- _Problem_: Please rewrite only the stretch of the listing from the line containing "the cut log" through the line containing "x=280, y=111", keeping the requests as they are. Multiply every coordinate in the answers by 0.3 and round each result to a whole number, with halves rounded up.

- _Image point annotation entries_:

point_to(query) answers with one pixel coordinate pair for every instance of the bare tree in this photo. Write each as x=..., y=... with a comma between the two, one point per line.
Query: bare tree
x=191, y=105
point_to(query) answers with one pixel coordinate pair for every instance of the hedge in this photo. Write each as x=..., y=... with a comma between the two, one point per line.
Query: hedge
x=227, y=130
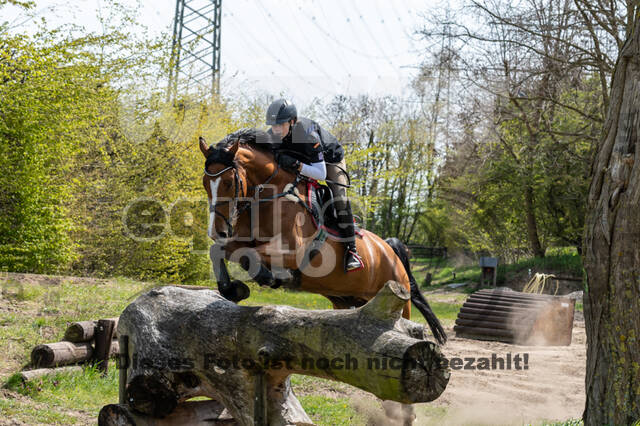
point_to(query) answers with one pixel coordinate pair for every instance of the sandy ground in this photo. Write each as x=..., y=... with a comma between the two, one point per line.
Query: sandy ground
x=552, y=388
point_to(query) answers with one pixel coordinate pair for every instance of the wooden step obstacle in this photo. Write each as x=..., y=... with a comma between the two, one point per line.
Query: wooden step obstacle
x=514, y=317
x=179, y=343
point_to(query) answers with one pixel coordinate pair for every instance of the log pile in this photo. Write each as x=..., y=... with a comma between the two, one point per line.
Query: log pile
x=84, y=341
x=514, y=317
x=182, y=343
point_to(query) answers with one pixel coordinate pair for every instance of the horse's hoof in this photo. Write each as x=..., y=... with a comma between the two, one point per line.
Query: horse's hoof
x=235, y=292
x=241, y=289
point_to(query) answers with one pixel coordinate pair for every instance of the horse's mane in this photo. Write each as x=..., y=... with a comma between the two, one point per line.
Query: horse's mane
x=256, y=138
x=252, y=137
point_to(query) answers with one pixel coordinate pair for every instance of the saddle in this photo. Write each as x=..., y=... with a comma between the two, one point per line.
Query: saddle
x=325, y=216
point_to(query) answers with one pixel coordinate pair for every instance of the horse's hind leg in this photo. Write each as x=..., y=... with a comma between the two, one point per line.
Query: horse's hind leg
x=406, y=311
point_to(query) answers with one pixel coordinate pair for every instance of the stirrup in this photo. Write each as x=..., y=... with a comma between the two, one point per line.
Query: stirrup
x=356, y=257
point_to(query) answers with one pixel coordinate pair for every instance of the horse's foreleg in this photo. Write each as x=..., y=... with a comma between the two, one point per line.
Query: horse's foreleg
x=231, y=290
x=257, y=270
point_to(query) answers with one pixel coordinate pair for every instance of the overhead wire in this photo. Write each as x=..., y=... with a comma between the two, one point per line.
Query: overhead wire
x=270, y=53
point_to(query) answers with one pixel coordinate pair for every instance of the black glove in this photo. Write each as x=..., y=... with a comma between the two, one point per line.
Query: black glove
x=288, y=162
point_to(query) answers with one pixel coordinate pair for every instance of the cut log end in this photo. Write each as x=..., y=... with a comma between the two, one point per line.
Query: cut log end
x=152, y=394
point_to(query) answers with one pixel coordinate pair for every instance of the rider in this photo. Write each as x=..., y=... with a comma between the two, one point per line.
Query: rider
x=317, y=154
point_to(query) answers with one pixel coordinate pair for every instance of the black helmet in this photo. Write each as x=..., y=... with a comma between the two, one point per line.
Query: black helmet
x=280, y=111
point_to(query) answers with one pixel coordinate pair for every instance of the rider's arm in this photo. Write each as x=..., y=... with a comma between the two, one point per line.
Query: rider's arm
x=317, y=171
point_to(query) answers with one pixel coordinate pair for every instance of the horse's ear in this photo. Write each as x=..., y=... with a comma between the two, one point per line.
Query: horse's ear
x=234, y=147
x=203, y=147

- _Answer to the exercise_:
point_to(query) answers with one pixel coordinate pair for every instance of the cut log end in this photo. Write each as x=..., y=... with a comma between the two, one point per line.
Query: cut log end
x=46, y=118
point_to(query) answers with one pixel coordinate pair for every instance of the rider in this photo. Write each as x=..., y=... with a comma between the two, one point per line.
Query: rider
x=95, y=46
point_to(query) answers with one pixel coordinate pair for every instance of the black helmet in this photo. Write each as x=..., y=... with a comma between the two, one point per line.
Query: black helmet
x=84, y=33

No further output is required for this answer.